(THE DATA Opens)

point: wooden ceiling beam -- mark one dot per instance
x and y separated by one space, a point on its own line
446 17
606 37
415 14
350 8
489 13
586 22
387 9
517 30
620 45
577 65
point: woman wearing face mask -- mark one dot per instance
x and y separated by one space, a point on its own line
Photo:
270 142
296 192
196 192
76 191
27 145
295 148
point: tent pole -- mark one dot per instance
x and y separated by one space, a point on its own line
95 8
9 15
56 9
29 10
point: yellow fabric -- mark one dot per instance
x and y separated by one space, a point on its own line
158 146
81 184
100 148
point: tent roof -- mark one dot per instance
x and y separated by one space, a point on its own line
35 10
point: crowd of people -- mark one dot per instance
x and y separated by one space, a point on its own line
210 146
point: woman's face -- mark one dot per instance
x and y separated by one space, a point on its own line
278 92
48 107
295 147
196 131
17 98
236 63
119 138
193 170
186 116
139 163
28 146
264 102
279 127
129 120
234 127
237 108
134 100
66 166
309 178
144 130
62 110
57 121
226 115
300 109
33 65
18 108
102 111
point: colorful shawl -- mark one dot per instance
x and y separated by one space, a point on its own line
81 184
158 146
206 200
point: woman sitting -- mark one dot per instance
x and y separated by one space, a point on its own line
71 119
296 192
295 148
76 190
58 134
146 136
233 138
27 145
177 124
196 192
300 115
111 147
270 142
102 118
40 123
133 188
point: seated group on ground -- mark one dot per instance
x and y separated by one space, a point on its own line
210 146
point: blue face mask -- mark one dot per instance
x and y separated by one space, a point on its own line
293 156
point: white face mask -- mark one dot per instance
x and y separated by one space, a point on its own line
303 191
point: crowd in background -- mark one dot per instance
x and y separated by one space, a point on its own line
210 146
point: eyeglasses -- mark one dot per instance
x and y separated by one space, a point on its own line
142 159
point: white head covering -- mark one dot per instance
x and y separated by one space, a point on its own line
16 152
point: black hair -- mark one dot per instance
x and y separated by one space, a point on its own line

(THE DATA Closes)

*REQUIREMENT*. The records above should be restated exactly, line for line.

*SOLUTION BELOW*.
point: wooden ceiling beam -- mark one dot per instance
x and y separated by one space, a point on its own line
446 17
606 37
415 14
350 8
489 13
586 22
387 9
517 30
620 45
577 65
point: woman wearing face mask -- mark one dot per instance
x and y separated by one space, a point on its own line
Photo:
270 142
296 192
196 192
76 191
27 145
295 148
point: tent pole -- mark one dot per instance
x and y separated by one space, a point on its own line
95 8
9 15
56 9
29 10
point: yellow fabric -- mark one dot per instance
x and y separated by one space, a point on its own line
158 146
81 184
100 148
point: tent roof -- mark one dot per instance
x and y separated by one space, a point on its own line
35 10
point: crowd of people -- mark one dot per instance
x and y separated by one space, a point on its own line
210 146
point: woman's face -- mark one dot per instance
x and y separated by one space, a point on its own line
278 92
48 107
295 147
196 131
17 98
236 63
119 138
193 170
186 116
139 163
28 146
264 102
279 127
129 120
234 127
237 108
134 100
66 166
309 178
144 130
62 110
57 121
226 115
300 109
33 65
18 108
102 111
point: colorful shawl -- mark one dot per instance
x and y separated by one space, a point on its own line
81 184
158 146
206 200
point: woman sitting -- mark one dot per instance
x and y separated by one space, a point on its own line
71 119
296 192
295 148
76 190
58 134
146 136
233 138
27 145
177 124
196 192
300 115
111 147
270 142
102 118
40 123
133 188
point: seated group on ground -- mark one dot per instance
x and y separated by one space, a point on its own line
210 146
point: blue face mask -- mark one dot per instance
x and y separated by one space, a point on its own line
293 156
point: white face mask -- mark one dot per instance
x and y separated by one space, a point on its own line
303 191
point: crowd in background -- mark one dot per instance
x and y separated by one space, a point on its own line
210 146
point: eyeglasses -- mark one dot per instance
x and y separated by one space, a point on its own line
142 159
point: white head covering -- mark one dot per instance
x and y separated by one space, a point on its own line
16 152
point: black hair -- mark one dot per instance
x and y separated by one space, a point on its own line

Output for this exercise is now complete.